### MATERIAL FOR THIS EXERCISE
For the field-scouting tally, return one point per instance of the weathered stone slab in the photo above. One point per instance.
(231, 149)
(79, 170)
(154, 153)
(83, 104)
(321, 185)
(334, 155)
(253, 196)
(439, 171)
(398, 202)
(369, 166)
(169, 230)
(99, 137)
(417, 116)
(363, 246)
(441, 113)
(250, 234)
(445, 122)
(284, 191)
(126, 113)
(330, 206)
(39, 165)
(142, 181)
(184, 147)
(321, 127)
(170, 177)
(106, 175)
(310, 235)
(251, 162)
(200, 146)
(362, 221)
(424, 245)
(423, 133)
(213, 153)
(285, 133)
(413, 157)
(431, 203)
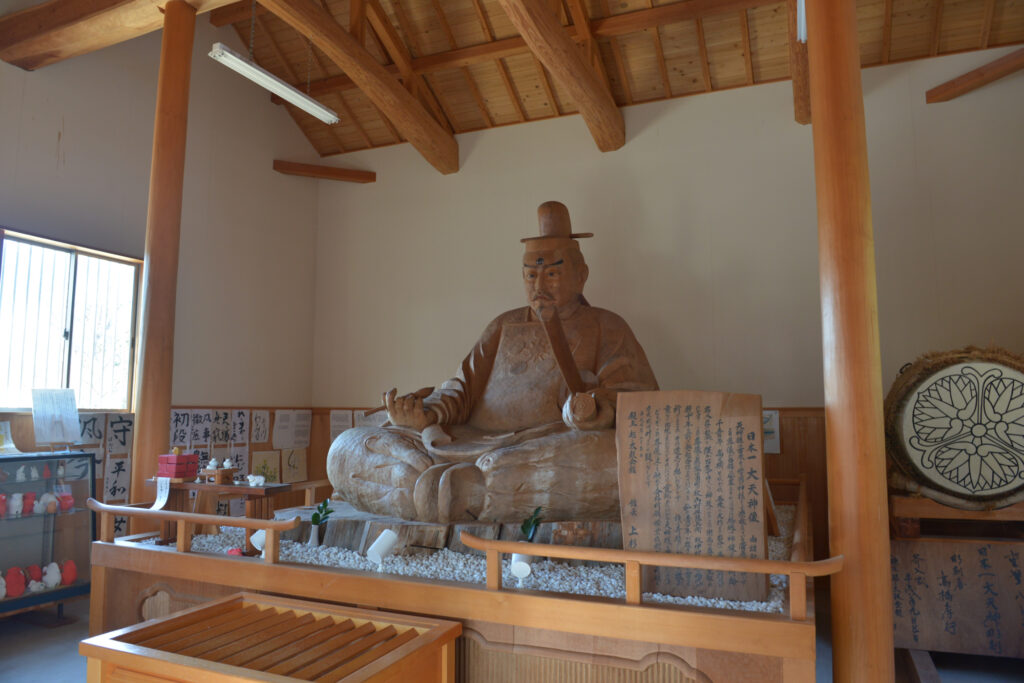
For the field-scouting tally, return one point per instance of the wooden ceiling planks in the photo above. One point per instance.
(769, 42)
(647, 50)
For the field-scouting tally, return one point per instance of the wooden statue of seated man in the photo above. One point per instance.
(507, 434)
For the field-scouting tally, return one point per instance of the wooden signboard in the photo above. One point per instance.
(690, 481)
(958, 595)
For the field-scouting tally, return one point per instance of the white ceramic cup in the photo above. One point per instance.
(520, 565)
(382, 547)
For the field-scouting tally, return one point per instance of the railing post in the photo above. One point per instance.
(798, 596)
(271, 549)
(105, 527)
(494, 570)
(184, 537)
(632, 583)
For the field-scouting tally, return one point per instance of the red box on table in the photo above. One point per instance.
(185, 465)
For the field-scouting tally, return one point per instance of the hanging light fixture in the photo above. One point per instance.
(265, 79)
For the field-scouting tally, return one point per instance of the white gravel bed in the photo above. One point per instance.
(602, 581)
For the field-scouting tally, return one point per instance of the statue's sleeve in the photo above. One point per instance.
(622, 364)
(454, 400)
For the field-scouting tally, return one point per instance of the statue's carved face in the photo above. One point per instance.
(552, 278)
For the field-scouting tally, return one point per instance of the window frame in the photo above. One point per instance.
(76, 251)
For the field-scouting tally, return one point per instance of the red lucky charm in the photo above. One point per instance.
(15, 582)
(28, 502)
(69, 572)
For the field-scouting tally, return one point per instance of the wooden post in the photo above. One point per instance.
(861, 593)
(160, 269)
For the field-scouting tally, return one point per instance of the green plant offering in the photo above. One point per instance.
(323, 512)
(530, 524)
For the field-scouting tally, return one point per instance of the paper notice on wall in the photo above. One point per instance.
(91, 427)
(300, 428)
(120, 430)
(240, 426)
(220, 428)
(6, 440)
(180, 428)
(201, 427)
(163, 491)
(117, 478)
(261, 426)
(284, 429)
(340, 421)
(240, 456)
(54, 416)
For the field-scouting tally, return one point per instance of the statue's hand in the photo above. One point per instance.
(408, 411)
(588, 411)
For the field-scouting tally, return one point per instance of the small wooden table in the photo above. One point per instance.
(259, 501)
(247, 637)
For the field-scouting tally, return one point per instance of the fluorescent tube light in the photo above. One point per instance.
(263, 78)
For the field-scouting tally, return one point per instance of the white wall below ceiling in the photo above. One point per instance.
(706, 237)
(76, 141)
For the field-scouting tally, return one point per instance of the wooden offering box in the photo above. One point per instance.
(250, 637)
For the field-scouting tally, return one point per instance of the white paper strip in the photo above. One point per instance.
(163, 491)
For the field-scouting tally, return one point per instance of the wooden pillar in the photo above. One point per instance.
(163, 226)
(861, 593)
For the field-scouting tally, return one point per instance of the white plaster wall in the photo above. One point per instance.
(706, 237)
(76, 141)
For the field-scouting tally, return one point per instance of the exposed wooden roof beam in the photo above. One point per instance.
(436, 144)
(549, 42)
(57, 30)
(798, 71)
(324, 172)
(357, 19)
(973, 80)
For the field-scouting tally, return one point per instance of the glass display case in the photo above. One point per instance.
(45, 528)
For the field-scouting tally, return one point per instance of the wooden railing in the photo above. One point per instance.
(798, 568)
(185, 521)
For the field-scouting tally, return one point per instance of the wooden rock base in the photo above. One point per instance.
(352, 529)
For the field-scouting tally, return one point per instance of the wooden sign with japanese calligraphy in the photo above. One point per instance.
(958, 595)
(690, 482)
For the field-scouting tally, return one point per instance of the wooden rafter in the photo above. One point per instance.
(470, 81)
(548, 40)
(936, 28)
(324, 172)
(430, 92)
(616, 53)
(986, 25)
(62, 29)
(798, 70)
(887, 30)
(357, 19)
(705, 63)
(436, 144)
(503, 70)
(744, 29)
(542, 73)
(973, 80)
(581, 22)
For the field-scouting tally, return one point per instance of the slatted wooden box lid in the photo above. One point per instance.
(264, 638)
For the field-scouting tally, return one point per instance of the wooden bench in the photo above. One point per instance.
(250, 637)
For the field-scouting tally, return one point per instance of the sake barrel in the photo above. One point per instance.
(954, 428)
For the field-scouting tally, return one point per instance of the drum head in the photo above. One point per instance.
(954, 426)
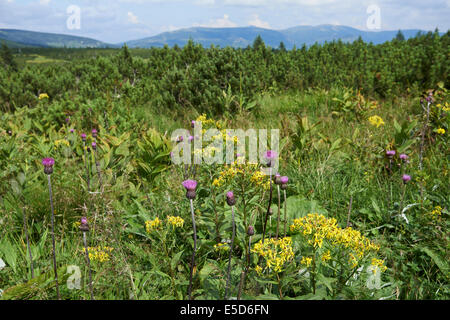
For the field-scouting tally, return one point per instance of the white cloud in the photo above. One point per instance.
(132, 18)
(224, 22)
(257, 22)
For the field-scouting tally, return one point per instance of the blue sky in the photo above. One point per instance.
(115, 21)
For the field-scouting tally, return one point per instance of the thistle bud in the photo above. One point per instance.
(231, 201)
(284, 180)
(84, 226)
(277, 179)
(48, 165)
(190, 186)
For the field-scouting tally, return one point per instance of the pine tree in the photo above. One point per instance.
(7, 57)
(400, 36)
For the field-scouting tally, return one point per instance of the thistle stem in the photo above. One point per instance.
(193, 252)
(88, 260)
(279, 205)
(231, 253)
(53, 236)
(285, 214)
(268, 207)
(86, 167)
(28, 242)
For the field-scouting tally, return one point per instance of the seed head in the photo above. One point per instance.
(190, 186)
(231, 201)
(406, 178)
(48, 165)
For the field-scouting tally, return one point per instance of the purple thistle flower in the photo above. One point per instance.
(48, 165)
(190, 186)
(277, 179)
(390, 153)
(406, 178)
(269, 156)
(231, 201)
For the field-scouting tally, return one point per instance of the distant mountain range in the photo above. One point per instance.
(239, 37)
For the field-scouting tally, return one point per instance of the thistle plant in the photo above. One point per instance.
(284, 180)
(278, 183)
(48, 170)
(190, 186)
(269, 157)
(405, 178)
(84, 227)
(97, 165)
(231, 201)
(83, 137)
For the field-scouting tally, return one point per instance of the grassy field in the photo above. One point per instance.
(352, 222)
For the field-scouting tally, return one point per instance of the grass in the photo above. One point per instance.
(329, 158)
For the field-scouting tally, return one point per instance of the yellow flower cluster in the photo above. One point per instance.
(151, 225)
(317, 228)
(376, 121)
(444, 107)
(435, 214)
(176, 222)
(378, 263)
(100, 254)
(276, 253)
(222, 247)
(62, 141)
(207, 122)
(306, 261)
(246, 170)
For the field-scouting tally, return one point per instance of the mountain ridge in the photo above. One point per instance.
(239, 37)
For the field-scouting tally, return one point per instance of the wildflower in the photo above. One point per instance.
(378, 263)
(190, 186)
(151, 225)
(100, 254)
(406, 178)
(284, 180)
(326, 256)
(306, 261)
(48, 165)
(269, 156)
(376, 121)
(231, 201)
(403, 157)
(221, 247)
(390, 154)
(277, 179)
(84, 225)
(436, 213)
(176, 222)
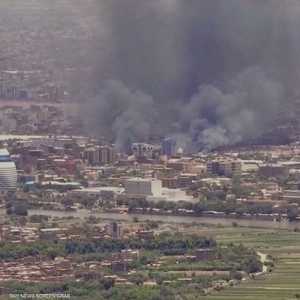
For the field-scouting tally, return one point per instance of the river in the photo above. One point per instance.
(167, 219)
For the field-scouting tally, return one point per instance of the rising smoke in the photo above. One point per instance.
(209, 72)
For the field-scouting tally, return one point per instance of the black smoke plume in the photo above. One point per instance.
(209, 72)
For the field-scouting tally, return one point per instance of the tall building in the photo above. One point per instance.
(228, 168)
(100, 155)
(169, 147)
(8, 172)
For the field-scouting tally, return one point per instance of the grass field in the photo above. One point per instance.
(283, 282)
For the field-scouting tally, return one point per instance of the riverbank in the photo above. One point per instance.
(82, 214)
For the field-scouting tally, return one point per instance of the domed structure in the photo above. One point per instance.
(8, 172)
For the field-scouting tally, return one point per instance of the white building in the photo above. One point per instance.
(143, 186)
(153, 191)
(8, 172)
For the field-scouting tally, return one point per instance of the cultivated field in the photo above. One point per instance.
(283, 282)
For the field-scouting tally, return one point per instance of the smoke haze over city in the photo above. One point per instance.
(210, 73)
(207, 72)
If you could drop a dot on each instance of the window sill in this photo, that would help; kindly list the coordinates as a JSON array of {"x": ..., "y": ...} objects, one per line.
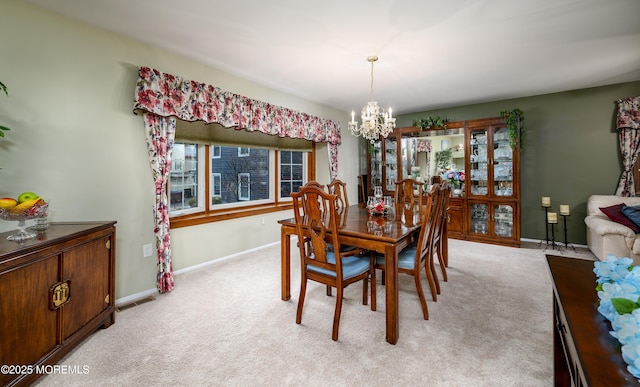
[{"x": 226, "y": 214}]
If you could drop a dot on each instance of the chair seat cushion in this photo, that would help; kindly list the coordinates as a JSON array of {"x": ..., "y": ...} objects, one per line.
[
  {"x": 351, "y": 266},
  {"x": 406, "y": 258},
  {"x": 343, "y": 248}
]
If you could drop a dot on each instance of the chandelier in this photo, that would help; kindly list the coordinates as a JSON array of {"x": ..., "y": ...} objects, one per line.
[{"x": 375, "y": 122}]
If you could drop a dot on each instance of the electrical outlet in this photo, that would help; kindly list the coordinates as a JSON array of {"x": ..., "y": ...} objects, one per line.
[{"x": 147, "y": 250}]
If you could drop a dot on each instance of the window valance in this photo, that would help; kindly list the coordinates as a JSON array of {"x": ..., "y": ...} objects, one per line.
[
  {"x": 628, "y": 113},
  {"x": 169, "y": 95}
]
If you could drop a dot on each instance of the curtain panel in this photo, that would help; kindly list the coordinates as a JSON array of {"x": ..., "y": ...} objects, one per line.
[
  {"x": 628, "y": 123},
  {"x": 163, "y": 98}
]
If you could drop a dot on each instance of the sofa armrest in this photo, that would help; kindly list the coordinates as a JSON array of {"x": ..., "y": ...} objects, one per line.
[{"x": 604, "y": 226}]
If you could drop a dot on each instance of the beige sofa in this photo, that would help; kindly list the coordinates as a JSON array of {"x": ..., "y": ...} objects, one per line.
[{"x": 604, "y": 236}]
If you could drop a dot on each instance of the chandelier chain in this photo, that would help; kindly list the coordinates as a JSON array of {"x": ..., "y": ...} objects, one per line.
[{"x": 376, "y": 122}]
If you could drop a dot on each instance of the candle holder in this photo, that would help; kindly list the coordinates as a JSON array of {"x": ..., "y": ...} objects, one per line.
[
  {"x": 553, "y": 243},
  {"x": 564, "y": 222},
  {"x": 546, "y": 227}
]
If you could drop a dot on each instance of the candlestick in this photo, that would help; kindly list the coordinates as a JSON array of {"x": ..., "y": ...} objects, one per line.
[
  {"x": 546, "y": 201},
  {"x": 564, "y": 218}
]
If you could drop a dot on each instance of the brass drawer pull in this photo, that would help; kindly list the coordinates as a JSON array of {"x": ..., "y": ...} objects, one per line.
[{"x": 59, "y": 294}]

### TASK INSTRUCTIONS
Print exactly the lines above, starting at the line that contains "the candle holder" and ending with the last line of the records, both included.

### ANSWER BOX
If you could drop a dot on each instance of the candle holder in this photo, that would help; kindly list the coordinates as a JSON array of {"x": ..., "y": ...} objects, one per line.
[
  {"x": 553, "y": 243},
  {"x": 564, "y": 222},
  {"x": 546, "y": 227}
]
If you could drop a dot on each instance of the candlestick in this photo, that would help; kindly list the coordinates as a JSON array of {"x": ..., "y": ...} objects, one per line.
[
  {"x": 546, "y": 201},
  {"x": 564, "y": 218}
]
If you could drop a dot on each instance of the brass drawer pull in this photo, that would help; kindly list the coordinates as a JSON array of {"x": ..., "y": ...} objects, one per line.
[{"x": 59, "y": 294}]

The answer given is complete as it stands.